_TASKS FOR THIS EXERCISE_.
a: In the forum thread about small saltwater fish, rewrite the part between "Just because I" and "make a mess.", inclusive, replacing "blenny" with "dragonet".
b: Answer these questions from the forum thread about small saltwater fish:
(i) According to TheOldSalt, what kind of fish would have to be kept in a 5 gallon saltwater tank?
(ii) How many pounds of live rock came with the 75g tank deal found on craigslist?
(iii) What size did BettaFriend know neon gobies don't grow beyond?

##### PAGE TEXT #####

# What SW fish would fit this description (small tank)?



## BettaFriend (Oct 14, 2010)

Hi. Someone on another forum said that there are SW fish suitable for a 5 gallon tank. What are they!? Not that I would even consider wasteing hundreds of dollars on a 5g SW, I just don't know any that would fit in a 5 gallon tank. It would be like the betta of saltwater (relatively. I know betta are freshwater, I have one)!

Anyone know?


----------



## TheOldSalt (Jan 28, 2005)

It would have to be one of the "nanogobies." There are quite a few very tiny little gobies available which can be kept in a 5.


----------



## Revolution1221 (Apr 20, 2010)

yes there are tons of of goby fish that could in theory survive in a 5 gallon if you were able to maintane a tank like that. its possible but def very difficult.


----------



## funlad3 (Oct 9, 2010)

Just because I can, I'll say that the SW version of the Betta needs at least a 55 gallon. I would know, my Betta came with my 75 gallon! Look at my "I won!!!" thread for more info.

Would a blenny, like a sand sifter, work?


----------



## TheOldSalt (Jan 28, 2005)

No. Those get pretty big, and they make a mess.


----------



## funlad3 (Oct 9, 2010)

Do they? I've been at school all day, and this is the first thing I've learned. Yay for inadequate educational systems!


----------



## BettaFriend (Oct 14, 2010)

Sorry it has been so long. I DON'T plan on setting up a 5 gallon tank (sw, I mean, I already have a fw 5g)!

*What goby specifically?* I am looking at setting something up from 30-75g, and I was wondering what would be light on the bio-load. I found a deal on craigslist for a 75g tank with 108lbs of Fujii LR (or something like that), and some other supplies. So I might go with a 75g if my parents are willing to let me get it (I haven't even ask, so don't hold your breathe!).

Great find Funlad! I found your "I won" thread before I viewed this thread a second time.


----------



## funlad3 (Oct 9, 2010)

Thanks! I'll update it in a minute or two, but so far eveything is suspiciously easy...


----------



## BettaFriend (Oct 14, 2010)

I think I heard someone say that neon gobys can be kept by themselves. Is that true? I knew they didn't get any bigger than an inch, but I thought they had to be in a small group.

##### LISTED ENTRIES #####

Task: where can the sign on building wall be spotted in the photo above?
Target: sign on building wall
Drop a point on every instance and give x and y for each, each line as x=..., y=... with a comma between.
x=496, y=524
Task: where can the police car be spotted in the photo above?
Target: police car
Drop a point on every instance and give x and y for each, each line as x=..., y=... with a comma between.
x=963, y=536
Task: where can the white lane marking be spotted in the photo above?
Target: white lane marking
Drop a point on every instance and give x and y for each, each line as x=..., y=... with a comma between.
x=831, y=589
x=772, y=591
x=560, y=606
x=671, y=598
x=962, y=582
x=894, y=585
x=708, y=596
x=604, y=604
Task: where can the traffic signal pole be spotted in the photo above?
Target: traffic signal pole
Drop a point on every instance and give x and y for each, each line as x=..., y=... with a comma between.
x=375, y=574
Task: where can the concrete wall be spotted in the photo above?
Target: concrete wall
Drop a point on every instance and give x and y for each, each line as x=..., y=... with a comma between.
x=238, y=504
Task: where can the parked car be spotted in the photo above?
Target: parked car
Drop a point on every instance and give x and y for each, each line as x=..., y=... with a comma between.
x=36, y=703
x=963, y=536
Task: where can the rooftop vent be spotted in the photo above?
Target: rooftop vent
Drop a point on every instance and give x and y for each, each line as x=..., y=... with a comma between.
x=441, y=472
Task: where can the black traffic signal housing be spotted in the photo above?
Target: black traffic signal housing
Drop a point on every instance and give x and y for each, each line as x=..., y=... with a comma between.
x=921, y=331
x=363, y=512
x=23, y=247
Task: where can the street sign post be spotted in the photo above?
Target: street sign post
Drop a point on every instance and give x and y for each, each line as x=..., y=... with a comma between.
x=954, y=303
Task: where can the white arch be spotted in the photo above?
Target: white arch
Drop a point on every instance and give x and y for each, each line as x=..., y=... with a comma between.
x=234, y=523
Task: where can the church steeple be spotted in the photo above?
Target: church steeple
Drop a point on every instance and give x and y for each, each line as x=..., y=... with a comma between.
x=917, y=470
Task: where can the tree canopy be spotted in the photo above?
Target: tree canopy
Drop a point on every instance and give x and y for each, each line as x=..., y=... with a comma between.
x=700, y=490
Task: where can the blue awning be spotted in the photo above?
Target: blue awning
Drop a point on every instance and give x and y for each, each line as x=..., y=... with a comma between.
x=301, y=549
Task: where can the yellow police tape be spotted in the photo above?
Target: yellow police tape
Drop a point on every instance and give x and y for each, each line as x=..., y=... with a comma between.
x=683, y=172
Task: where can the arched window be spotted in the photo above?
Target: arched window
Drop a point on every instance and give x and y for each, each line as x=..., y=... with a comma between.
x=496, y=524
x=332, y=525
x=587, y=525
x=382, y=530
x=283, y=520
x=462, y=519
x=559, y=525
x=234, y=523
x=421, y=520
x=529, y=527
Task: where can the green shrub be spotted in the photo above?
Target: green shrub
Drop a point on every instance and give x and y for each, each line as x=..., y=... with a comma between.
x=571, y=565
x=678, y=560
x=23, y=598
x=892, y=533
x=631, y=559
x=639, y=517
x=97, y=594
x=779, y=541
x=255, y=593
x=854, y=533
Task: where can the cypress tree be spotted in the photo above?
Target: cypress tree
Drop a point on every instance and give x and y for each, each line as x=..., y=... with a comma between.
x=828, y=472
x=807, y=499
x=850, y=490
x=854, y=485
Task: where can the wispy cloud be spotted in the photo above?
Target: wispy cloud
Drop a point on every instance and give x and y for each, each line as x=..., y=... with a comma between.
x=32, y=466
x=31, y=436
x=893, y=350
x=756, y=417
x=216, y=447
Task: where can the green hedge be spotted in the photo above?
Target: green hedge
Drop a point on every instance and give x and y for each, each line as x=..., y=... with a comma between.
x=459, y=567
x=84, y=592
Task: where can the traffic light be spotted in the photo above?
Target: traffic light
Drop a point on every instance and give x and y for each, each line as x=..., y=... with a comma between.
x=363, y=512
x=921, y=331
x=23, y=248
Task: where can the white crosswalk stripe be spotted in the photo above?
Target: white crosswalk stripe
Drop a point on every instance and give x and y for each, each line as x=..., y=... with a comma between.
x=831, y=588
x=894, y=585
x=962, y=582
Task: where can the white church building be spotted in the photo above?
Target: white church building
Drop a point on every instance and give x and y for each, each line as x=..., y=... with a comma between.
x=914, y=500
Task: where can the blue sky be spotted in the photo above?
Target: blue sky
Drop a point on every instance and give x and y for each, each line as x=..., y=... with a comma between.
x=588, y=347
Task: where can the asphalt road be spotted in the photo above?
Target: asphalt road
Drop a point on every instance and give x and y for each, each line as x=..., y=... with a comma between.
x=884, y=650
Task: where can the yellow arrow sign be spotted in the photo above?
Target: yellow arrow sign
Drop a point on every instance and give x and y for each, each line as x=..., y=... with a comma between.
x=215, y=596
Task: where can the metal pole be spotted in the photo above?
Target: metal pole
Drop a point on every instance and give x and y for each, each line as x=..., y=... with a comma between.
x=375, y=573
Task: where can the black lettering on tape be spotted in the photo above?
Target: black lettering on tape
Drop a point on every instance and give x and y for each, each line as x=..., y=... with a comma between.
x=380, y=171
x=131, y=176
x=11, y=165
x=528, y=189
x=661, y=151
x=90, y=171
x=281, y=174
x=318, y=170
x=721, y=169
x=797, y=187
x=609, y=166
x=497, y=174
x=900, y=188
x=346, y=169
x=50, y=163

#####
##### LISTED ENTRIES #####

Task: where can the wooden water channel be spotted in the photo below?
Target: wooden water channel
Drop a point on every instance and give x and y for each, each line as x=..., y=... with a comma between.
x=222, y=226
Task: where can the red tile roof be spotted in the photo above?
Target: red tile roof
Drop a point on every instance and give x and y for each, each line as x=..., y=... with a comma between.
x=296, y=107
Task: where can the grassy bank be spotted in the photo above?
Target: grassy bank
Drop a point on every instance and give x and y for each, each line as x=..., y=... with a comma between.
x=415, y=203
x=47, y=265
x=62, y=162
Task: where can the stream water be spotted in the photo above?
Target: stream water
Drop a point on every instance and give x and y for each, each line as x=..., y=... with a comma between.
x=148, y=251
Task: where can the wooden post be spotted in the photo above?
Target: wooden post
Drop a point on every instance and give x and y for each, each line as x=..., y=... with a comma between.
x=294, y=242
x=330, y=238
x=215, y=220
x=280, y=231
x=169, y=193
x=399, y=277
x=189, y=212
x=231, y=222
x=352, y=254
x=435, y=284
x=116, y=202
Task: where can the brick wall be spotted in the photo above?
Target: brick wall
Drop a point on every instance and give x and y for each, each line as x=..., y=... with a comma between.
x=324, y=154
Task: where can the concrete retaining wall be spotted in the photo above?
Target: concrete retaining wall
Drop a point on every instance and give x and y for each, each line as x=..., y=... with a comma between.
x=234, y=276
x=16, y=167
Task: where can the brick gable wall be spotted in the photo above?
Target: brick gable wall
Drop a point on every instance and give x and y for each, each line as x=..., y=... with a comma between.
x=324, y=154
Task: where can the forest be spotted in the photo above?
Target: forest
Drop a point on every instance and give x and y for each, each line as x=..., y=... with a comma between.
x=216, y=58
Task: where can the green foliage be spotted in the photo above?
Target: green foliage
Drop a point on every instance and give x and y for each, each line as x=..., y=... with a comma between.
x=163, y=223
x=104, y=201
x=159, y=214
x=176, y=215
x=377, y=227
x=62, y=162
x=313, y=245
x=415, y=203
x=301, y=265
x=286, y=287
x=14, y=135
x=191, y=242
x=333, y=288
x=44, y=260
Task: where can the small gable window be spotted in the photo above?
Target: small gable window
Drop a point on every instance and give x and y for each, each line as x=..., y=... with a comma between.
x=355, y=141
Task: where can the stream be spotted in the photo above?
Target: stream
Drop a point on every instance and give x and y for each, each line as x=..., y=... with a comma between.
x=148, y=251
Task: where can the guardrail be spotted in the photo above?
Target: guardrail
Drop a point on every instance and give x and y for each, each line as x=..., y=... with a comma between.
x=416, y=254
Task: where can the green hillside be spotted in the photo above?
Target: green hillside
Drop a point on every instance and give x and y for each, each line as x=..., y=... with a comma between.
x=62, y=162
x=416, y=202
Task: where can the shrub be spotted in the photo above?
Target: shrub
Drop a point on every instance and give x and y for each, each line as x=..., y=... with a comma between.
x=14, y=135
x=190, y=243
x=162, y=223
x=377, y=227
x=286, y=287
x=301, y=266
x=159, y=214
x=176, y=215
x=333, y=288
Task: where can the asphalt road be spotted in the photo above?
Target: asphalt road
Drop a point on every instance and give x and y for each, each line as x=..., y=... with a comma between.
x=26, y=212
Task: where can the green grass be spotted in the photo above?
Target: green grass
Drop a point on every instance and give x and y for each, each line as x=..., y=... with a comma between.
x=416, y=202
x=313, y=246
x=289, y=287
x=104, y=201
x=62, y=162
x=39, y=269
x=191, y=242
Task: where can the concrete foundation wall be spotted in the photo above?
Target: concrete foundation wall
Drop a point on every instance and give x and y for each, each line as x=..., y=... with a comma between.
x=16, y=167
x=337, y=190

#####

_RESPONSES TO THE EXERCISE_.
a:
Just because I can, I'll say that the SW version of the Betta needs at least a 55 gallon. I would know, my Betta came with my 75 gallon! Look at my "I won!!!" thread for more info.

Would a dragonet, like a sand sifter, work?


----------



## TheOldSalt (Jan 28, 2005)

No. Those get pretty big, and they make a mess.

b:
(i) One of the "nanogobies"
(ii) 108lbs
(iii) An inch